_Supplied text_
<<<<
Things that are less dense float above things that are more dense. Fresh water can float on top of sea water because the salt in the sea water has brine denser. That is why you float easier in sea water than in fresh water. The cenotes along the Riviera Maya peninsula discharge enough freshwater into the Caribbean Sea to visibly affect the salinity of  the seawater. On calm days, when the outflow from the karst formations is not induced by wave action to mix with the sea water, the freshwater stratifies itself above the denser seawater. The boundary layer between the salty seawater and the less salty freshwater is called a halocline. Ironically, and contrary to scuba divers’ experience, the thermocline at this salinity boundary is reversed with the solar warmed seawater lying below the cool waters just discharged from the sunless cenotes.


Some two and a half feet below the surface of the Caribbean Sea at Tankah Bay, Mexico lies the undulating boundary between saltwater and freshwater. This boundary is visible as shimmering layer of water, similar to what cooking oil floating on top of water in a container might look like. This halocline is visible due to the different refractive indices of saltwater and freshwater.

Swimming on the surface, the submerged halocline can be seen as a glassy underwater layer, wavy like antique window panes before the perfection of modern flat glass manufacturing technique of floating molten glass on top of a sheet of melted, liquid tin. The visibility of the halocline is due to its refractive properties and how light bends as it crosses the freshwater to saltwater boundary.  Since the halocline was relatively shallow, it was easy to dip a hand or arm through the boundary layer while finning along on the surface, resulting in a visible plume of disturbed saltwater, like a cloud of fine dust kicked up by a car driving on a rural dirt road. Both the temperature and salinity differences stayed distinct within the region of disturbed water and did not homogenize, leading to an effect of veins of saltwater wrapped around veins of freshwater, forming a visual cloud of waters having two different refractive indices. Diving through the halocline resulted in being surrounded by an indistinct cloud of the disturbed halocline waters. Within the cloud, being made up of a weave of tendrils of different refractive indices, it was impossible for eyes to focus. It was very much like a dive mask fogging up completely. Actually, the first couple of times this happened to me, and before I realized what was going on, I did think that my mask had fogged up or somehow suffered a failure of some sort.
>>>>
(Rows from a pointing dataset)
<<<<
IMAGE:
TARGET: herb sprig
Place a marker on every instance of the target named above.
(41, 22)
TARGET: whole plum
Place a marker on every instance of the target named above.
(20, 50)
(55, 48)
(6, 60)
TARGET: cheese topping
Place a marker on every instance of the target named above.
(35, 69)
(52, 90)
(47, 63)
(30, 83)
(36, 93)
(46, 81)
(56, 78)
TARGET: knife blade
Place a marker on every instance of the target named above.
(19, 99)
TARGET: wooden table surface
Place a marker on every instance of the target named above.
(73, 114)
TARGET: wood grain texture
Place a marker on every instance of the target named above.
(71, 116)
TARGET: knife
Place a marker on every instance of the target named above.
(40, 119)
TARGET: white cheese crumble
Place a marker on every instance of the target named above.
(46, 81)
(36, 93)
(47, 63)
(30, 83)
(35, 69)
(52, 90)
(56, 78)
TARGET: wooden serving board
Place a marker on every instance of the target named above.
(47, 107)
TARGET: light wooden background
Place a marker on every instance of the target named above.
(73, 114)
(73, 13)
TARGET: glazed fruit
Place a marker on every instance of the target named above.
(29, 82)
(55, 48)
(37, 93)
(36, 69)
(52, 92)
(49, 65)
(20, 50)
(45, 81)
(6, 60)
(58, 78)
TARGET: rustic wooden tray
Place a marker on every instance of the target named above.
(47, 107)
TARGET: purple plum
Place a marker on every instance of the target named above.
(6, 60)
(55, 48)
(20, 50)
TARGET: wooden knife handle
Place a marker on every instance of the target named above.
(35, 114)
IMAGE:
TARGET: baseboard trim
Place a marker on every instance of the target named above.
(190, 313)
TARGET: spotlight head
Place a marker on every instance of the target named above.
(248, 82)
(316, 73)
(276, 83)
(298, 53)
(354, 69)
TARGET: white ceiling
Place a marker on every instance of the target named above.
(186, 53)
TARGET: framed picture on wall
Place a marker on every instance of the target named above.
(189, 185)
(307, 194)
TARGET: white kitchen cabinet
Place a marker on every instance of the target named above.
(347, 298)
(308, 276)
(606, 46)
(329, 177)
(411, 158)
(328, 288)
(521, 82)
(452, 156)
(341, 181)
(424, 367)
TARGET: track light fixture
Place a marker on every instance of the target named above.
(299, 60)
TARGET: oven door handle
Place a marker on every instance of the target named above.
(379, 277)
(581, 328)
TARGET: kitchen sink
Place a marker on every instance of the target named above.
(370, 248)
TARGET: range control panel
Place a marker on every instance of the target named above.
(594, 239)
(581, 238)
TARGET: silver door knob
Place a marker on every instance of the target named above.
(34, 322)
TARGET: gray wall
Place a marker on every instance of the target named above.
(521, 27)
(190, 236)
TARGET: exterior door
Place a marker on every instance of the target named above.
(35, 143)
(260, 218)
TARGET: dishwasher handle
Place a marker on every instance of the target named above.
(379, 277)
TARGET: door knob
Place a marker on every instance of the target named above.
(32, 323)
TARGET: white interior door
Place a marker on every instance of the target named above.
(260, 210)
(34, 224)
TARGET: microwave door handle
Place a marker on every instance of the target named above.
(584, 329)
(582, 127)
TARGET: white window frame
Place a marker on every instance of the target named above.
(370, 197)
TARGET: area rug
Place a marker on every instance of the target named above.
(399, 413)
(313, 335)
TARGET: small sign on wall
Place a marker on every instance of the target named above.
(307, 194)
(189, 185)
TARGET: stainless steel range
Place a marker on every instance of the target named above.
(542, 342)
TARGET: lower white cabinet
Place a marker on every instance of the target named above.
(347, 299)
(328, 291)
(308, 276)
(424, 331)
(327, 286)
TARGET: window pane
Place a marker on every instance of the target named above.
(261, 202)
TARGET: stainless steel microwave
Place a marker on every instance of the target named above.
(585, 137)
>>>>
_Exercise prompt_
Continue the passage about the freshwater and seawater halocline at Tankah Bay from its last sentence.

_In response_
Drifting within the cloud, and concentrating on focusing and making sense of the visual field, the impression was that the cloud was made up of a grid of whorls of haloclines. It was actually somewhat indescribable. Only the limits of my breath holding capacity forced me to come up from this submerged playground.

This was a most unexpected, and most unique swimming experience, and I spent much time playing with the halocline boundary layer, just to watch the almost magical show that would emerge.

The Lesson

We were driving back north to the airport to pick up the last member of our vacation group, who having a prior and unbreakable commitment had to arrive a day later than the rest of us. The drive was easy, the highways in this part of Latin America being constructed mostly in completely straight lines cut through the jungle. The transitos were out in force, and we saw numerous vehicles pulled over by these traffic police, so Mike, who was doing the driving, kept to the ever changing posted speed limit and  drove conservatively. Adding somewhat to our jumpiness were the numerous roadside assistance utility trucks, which provided free assistance for broken down vehicles. These roadside assistance trucks were painted in the same color scheme as the transito pickup trucks and included the same red and blue light bar used by the police. The only way to distinguish the utility trucks from the transito trucks were words painted on the side of the truck, whether it said assistance vehicle or police vehicle.

With three-quarters of our driving distance covered, and still obeying the speed limit, we noticed a southbound transito truck effect a drastic stop past his U-turn access, back up on the highway into his oncoming traffic, take the U-turn, sped up to catch up to us, pulled alongside our vehicle, and motioned that Mike’s seat belt wasn’t on, then he pulled us over. At this point, we were pretty certain that this was a phoney traffic stop whose purpose was to solicit a bribe because there was no way the transito could have seen the state of our seat belts from across highway divided by a generous green space while driving at speed.

The transito approached and greeted us, “hola.”

We responded in kind, “hola.”

“You speak Spanish?”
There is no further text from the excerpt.